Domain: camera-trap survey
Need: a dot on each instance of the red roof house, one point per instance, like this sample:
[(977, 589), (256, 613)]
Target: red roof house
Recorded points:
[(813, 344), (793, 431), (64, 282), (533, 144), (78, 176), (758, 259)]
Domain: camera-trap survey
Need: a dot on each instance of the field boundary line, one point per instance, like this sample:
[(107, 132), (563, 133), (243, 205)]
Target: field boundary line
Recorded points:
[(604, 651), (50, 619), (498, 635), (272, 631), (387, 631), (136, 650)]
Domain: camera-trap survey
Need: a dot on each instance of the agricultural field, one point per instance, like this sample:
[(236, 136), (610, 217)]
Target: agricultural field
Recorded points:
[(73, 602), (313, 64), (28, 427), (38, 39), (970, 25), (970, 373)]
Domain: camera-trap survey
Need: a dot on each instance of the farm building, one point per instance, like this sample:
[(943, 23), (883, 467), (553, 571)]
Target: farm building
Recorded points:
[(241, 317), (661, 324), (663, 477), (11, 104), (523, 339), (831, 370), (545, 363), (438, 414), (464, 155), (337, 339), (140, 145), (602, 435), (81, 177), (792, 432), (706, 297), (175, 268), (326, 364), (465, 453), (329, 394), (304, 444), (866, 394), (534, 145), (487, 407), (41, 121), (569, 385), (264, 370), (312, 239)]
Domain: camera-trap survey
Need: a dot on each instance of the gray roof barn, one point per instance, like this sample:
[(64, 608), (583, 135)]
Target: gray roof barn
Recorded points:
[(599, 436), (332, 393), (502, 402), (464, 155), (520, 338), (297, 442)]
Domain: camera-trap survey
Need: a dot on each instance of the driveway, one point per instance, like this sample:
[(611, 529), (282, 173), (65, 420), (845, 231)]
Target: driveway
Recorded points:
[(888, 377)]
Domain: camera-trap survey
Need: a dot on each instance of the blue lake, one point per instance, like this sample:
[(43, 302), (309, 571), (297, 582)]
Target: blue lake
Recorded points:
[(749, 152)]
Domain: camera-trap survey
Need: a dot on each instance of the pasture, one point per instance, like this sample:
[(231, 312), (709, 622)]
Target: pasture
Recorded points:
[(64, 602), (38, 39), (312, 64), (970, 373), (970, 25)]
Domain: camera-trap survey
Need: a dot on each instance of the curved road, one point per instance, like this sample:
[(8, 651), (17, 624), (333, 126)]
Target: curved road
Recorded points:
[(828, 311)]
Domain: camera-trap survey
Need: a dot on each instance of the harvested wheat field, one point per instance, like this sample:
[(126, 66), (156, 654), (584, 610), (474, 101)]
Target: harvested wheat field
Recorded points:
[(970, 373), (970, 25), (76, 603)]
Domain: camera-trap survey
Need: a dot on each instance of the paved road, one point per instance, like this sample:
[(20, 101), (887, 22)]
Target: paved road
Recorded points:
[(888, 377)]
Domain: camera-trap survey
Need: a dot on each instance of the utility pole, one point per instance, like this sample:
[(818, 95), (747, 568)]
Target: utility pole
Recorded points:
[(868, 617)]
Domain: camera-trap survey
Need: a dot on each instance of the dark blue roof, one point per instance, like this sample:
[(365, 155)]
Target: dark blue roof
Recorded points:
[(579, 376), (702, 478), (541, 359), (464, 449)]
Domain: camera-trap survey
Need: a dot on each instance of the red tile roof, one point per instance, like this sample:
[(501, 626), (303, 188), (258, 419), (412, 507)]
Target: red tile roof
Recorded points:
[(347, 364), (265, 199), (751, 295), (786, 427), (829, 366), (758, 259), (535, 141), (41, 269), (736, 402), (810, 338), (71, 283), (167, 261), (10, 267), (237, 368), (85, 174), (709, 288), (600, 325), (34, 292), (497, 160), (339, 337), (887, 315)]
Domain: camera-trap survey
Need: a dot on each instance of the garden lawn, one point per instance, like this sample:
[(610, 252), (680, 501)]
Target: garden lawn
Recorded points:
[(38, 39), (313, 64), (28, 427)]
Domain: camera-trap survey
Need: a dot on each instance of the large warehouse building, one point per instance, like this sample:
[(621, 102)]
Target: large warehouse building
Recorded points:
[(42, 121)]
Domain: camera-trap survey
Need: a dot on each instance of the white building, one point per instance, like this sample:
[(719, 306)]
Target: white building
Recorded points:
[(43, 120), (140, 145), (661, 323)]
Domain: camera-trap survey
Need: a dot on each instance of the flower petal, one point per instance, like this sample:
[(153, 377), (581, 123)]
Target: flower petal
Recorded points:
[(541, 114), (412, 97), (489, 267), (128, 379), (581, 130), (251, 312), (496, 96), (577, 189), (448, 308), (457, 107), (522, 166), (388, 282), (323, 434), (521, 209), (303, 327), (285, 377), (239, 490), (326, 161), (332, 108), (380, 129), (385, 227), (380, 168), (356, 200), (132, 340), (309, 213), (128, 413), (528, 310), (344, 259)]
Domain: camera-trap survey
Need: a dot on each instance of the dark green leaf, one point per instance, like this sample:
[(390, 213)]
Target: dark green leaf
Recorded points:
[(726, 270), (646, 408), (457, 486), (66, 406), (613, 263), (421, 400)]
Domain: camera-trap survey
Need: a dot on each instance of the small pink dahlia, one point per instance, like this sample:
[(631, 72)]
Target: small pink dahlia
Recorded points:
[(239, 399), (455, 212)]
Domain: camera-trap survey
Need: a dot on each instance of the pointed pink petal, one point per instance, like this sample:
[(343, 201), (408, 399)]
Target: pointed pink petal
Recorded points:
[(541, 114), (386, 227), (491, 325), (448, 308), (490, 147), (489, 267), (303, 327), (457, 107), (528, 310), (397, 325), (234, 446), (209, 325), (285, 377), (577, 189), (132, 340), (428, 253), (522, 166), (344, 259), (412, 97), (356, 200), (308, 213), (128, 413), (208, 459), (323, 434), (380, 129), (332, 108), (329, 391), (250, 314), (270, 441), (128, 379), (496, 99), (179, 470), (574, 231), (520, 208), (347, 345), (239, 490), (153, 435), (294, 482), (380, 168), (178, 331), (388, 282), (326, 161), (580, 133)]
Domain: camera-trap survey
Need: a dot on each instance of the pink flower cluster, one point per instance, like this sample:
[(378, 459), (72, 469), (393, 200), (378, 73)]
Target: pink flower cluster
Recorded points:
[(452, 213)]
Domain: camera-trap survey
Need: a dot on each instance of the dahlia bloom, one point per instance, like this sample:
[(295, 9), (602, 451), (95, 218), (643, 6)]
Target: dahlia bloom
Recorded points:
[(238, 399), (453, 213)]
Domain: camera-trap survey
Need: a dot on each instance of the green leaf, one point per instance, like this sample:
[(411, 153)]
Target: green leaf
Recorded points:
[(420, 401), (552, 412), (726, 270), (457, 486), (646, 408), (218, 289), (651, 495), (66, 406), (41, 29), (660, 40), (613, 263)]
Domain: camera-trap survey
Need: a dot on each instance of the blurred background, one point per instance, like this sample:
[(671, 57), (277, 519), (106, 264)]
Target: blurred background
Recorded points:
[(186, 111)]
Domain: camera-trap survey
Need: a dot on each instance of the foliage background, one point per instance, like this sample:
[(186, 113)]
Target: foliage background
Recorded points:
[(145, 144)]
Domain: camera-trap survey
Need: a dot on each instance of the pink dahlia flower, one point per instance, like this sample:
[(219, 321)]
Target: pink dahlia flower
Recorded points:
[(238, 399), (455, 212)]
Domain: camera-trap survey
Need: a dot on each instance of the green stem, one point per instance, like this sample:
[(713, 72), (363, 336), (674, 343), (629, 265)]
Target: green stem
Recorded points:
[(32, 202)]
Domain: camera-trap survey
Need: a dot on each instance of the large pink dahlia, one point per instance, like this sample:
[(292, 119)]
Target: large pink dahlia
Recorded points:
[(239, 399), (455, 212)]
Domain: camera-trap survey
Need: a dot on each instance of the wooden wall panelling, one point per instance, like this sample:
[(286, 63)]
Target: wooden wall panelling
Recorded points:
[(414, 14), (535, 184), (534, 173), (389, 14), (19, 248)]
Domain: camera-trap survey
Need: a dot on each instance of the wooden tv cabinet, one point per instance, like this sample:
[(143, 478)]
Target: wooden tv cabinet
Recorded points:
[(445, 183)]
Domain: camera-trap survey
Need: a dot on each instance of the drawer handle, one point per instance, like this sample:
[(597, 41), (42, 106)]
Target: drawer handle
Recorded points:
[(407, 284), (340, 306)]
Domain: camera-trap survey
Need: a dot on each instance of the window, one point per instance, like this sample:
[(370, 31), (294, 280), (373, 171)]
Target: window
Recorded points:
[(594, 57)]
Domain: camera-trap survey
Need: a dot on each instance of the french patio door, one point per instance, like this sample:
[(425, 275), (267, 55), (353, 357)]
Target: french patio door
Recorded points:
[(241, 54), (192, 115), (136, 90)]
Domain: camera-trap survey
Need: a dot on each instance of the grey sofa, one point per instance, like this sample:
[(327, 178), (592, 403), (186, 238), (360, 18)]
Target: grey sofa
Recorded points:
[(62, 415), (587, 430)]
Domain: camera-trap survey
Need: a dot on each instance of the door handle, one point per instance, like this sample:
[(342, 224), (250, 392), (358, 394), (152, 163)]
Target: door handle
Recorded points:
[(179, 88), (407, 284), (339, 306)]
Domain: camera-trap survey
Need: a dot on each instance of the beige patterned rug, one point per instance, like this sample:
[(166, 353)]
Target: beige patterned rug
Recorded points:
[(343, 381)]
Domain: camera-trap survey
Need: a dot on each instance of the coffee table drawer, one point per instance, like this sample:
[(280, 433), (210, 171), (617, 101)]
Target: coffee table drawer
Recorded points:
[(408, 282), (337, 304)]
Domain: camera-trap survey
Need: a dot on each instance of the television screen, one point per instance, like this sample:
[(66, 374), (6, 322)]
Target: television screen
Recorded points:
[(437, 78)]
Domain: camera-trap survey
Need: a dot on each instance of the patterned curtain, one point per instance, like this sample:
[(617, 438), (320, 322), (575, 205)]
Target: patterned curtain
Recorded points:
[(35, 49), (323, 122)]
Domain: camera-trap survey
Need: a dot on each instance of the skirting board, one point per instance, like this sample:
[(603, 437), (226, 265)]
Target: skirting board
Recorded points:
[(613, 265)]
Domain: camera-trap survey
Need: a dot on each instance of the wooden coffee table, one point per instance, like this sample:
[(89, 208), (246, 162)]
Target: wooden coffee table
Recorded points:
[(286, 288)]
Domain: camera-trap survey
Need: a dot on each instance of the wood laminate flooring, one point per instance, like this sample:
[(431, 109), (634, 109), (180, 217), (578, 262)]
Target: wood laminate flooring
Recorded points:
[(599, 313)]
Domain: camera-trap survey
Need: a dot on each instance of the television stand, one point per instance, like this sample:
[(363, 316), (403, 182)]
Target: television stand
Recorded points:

------------------------------------------------

▶ _TASK PROMPT_: Retype the items word for word, beginning at the first line and stopping after the line that contains "25), (970, 373)]", including that line.

▶ _RESPONSE TO THE EXERCISE_:
Domain: camera-trap survey
Need: a dot on each instance of the red roof house, one point per instance, like this sample:
[(977, 589), (256, 613)]
Target: red roof house
Recorded points:
[(813, 344), (793, 431), (64, 282), (533, 144), (78, 176), (758, 259)]
Domain: camera-trap survey
Need: a dot on each instance of the field boundary line, one point per instance, like this sample:
[(107, 132), (563, 133), (243, 205)]
Target: field boundary line
Recorded points:
[(604, 651), (50, 619), (498, 635), (272, 631), (387, 631), (136, 650)]
Domain: camera-trap survey
Need: a dot on each instance of the agricultural field, one point per instance, like this sample:
[(236, 136), (610, 217)]
Target: agricultural field
Recorded points:
[(73, 602), (313, 64), (28, 427), (38, 39), (970, 25), (970, 373)]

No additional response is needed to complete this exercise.